## Text excerpt
================================
What we need to do is grant this section of finger a position allowing three different portions of it to fret each respective string cleanly; we're dividing the section of finger up into three even smaller sections, each designated it's own job. If we're playing across three strings on the same fret, as in your first example we'll be using:

1) the fingertip for the third (G) string;
2) the finger pad for the second (B) string; and
3) the knuckle for the first (E) string.

If each portion has a clearly defined role, we won't have to worry about identity crises later on.
What we're aiming for is a rolling motion to allow the finger to sound each string one by one. This is comparable to the motion of a rocking chair. Set your finger up in the way described above, so that each sub-section of your finger can touch each respective string.

Now, let's not worry about rolling across all three strings - let's try two at a time, and then tie those ideas together, for a more concentrated practice regiment.
Start by fretting with your fingertip on the third string, then roll, with a slight, sympathetic movement of the wrist, your finger so that your finger pad frets the second string, and your fingertip lightly touches the third string from underneath. This ''light touch'' will mute the third string and prevent any extraneous noise from ringing out.
Repeat this process slowly a few times; 10 repetitions that are slow and accurate will be much more beneficial, and much less frustrating, then 100 repetitions with problems.
The next step is to fret the first string with the knuckle-joint of your finger (this is a mild approximation, depending on your finger's size), and roll your finger in a see-saw motion so that your knuckle is relieved of effort upon the first string, while your finger pad simultaneously offers an effort upon the second string. Again, repeat this a few times in slow, consciously controlled repetitions; it'll all come together soon!

Once you have these two halves comfortable and feeling confident, tie them together, keeping in active thought the mechanics behind the movements.

As a side-note, the same principle applies in your second example, though you only need use the fingertip and fingerpad for a successful roll.

If I can clarify anything in this post, please feel free to ask.
================================
## Data to use

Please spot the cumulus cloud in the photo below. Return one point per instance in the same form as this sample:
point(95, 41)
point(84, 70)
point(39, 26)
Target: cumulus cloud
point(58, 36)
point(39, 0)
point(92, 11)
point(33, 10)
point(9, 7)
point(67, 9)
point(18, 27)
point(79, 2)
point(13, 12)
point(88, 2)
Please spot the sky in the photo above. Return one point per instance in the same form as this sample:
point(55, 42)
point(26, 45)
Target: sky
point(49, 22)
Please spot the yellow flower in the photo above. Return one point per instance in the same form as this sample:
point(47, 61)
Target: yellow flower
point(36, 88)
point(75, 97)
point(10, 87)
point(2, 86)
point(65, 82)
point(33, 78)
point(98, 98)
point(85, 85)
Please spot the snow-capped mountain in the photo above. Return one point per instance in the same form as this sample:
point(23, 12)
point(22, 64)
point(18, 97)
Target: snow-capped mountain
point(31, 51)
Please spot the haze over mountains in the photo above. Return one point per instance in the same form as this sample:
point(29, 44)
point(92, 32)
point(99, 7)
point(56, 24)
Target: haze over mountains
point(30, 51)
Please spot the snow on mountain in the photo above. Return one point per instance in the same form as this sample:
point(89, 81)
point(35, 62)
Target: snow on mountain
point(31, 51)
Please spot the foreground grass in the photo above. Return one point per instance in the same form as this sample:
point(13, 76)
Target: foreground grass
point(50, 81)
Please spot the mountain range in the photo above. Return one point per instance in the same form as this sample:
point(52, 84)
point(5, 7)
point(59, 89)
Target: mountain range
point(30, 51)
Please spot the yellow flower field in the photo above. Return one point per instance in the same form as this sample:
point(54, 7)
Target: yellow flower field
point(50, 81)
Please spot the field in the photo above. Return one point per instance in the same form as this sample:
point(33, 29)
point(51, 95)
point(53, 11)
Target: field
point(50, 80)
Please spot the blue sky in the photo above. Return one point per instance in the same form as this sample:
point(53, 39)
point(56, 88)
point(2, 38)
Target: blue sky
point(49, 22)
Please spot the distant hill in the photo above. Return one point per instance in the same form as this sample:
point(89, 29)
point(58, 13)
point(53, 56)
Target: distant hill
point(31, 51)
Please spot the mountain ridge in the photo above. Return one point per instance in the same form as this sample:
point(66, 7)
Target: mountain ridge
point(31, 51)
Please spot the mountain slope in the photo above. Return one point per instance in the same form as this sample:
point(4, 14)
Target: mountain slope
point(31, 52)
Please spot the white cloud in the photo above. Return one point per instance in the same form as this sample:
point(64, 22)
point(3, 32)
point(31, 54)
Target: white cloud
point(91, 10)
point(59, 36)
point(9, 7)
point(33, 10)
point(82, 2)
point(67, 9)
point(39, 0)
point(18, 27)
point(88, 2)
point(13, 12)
================================
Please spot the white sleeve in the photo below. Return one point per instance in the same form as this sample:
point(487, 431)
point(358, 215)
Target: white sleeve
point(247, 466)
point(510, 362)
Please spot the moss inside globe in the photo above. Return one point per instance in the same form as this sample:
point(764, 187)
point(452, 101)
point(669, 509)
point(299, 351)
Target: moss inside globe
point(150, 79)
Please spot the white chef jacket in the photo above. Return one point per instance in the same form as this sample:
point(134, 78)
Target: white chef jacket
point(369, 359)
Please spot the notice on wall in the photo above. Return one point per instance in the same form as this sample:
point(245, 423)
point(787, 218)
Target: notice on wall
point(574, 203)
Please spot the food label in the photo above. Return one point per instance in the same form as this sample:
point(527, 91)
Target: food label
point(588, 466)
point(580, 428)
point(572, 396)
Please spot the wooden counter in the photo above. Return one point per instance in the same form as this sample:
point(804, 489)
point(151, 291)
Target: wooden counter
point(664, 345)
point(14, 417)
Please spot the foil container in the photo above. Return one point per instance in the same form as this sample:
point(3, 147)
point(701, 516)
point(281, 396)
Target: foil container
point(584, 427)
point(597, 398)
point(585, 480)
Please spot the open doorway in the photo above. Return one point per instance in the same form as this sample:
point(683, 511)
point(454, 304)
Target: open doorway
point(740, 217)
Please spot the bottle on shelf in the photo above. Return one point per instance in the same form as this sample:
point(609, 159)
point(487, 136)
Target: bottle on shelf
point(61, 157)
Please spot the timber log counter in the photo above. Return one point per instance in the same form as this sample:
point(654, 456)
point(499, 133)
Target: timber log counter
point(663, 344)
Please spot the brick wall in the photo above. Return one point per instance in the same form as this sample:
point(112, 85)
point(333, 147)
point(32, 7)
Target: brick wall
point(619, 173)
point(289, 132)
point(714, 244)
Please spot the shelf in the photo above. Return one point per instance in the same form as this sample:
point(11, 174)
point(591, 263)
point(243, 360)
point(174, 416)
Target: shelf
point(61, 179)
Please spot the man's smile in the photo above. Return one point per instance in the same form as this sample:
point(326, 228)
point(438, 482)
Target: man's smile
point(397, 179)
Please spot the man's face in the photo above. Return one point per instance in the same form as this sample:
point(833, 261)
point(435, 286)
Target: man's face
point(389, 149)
================================
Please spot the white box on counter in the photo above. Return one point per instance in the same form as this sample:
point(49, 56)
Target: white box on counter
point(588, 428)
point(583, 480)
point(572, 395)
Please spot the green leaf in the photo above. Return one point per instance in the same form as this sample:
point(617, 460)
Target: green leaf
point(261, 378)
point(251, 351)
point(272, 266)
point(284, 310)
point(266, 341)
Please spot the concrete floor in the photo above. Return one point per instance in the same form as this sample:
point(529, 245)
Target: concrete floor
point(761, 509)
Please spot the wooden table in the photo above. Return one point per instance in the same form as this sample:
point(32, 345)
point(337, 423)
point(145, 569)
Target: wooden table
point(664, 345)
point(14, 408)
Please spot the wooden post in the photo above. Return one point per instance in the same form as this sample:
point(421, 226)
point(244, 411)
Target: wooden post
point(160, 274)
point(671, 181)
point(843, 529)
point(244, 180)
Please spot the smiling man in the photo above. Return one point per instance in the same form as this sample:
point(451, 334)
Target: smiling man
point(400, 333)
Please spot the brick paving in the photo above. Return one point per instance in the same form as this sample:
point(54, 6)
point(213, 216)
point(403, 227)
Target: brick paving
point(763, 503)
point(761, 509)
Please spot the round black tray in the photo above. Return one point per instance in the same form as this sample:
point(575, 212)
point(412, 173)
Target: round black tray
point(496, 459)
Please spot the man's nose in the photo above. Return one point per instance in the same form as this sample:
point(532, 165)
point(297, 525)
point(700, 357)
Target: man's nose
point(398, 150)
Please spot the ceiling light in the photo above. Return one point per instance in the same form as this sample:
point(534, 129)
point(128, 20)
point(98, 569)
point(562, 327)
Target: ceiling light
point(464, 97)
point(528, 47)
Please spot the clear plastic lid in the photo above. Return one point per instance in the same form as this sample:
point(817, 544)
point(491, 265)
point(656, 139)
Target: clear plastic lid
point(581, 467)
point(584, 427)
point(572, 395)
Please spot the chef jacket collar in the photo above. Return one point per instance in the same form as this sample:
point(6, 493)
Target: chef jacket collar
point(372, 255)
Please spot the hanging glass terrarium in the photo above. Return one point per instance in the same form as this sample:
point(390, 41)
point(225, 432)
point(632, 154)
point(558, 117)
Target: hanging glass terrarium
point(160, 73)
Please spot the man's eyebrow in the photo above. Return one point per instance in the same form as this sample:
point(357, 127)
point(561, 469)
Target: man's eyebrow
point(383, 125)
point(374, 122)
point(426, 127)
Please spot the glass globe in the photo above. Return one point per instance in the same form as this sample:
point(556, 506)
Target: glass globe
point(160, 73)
================================
## What this exercise asks
A. In the guitar finger-rolling text, which part of the finger frets the second (B) string when playing across three strings on the same fret?
B. Reproduce the records from the line containing "Please spot the wooden counter" through the line containing "point(663, 344)", with both of those lines included.

## Results
A. The finger pad.

B.
Please spot the wooden counter in the photo above. Return one point per instance in the same form as this sample:
point(804, 489)
point(151, 291)
Target: wooden counter
point(664, 345)
point(14, 417)
Please spot the foil container in the photo above. Return one point per instance in the same form as this sample:
point(3, 147)
point(701, 516)
point(281, 396)
Target: foil container
point(584, 427)
point(597, 398)
point(585, 480)
Please spot the open doorway in the photo above. Return one point per instance in the same form as this sample:
point(683, 511)
point(454, 304)
Target: open doorway
point(740, 217)
Please spot the bottle on shelf in the photo above. Return one point per instance in the same form as this sample:
point(609, 159)
point(487, 136)
Target: bottle on shelf
point(61, 157)
Please spot the timber log counter in the photo above. Return one point per instance in the same form as this sample:
point(654, 456)
point(499, 133)
Target: timber log counter
point(663, 344)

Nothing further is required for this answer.